(MATERIAL PROVIDED begins)

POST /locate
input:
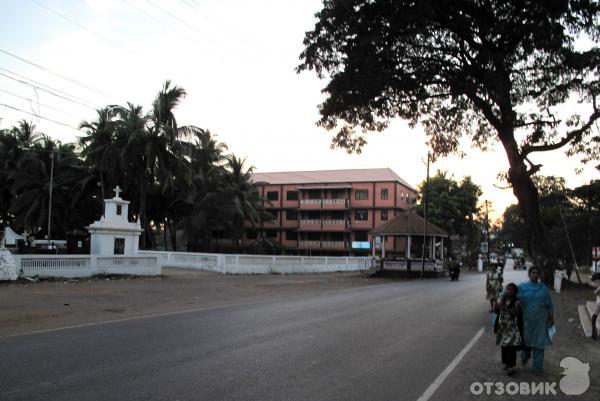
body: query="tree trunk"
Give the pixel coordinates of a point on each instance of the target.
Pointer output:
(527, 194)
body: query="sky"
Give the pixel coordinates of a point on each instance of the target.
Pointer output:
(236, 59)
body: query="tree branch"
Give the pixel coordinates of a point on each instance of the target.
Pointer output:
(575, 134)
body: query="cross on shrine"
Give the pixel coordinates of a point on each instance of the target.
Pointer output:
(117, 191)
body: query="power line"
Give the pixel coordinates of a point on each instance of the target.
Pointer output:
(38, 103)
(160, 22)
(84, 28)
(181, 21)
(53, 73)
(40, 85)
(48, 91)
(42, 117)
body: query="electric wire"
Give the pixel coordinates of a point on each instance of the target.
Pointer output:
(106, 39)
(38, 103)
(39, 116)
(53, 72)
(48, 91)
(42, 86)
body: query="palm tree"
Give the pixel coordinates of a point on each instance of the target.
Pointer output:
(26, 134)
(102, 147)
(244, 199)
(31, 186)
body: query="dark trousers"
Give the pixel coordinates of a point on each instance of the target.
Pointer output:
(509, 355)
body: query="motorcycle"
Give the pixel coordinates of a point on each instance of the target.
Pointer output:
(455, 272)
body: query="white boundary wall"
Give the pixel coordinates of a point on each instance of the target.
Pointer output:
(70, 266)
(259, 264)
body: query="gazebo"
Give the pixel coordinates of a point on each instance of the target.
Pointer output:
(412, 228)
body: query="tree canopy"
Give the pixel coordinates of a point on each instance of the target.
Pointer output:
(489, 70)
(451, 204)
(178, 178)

(MATERIAL PROVIDED ends)

• _WORK ITEM_: Your task is to copy each line of the listing that holds the word "body".

• _EXPECTED OUTPUT_:
body: query="tree trunk"
body: query="sky"
body: query="tree branch"
body: query="cross on shrine"
body: query="power line"
body: query="electric wire"
body: query="palm tree"
body: query="dark trousers"
body: query="motorcycle"
body: query="white boundary wall"
body: query="gazebo"
body: query="tree canopy"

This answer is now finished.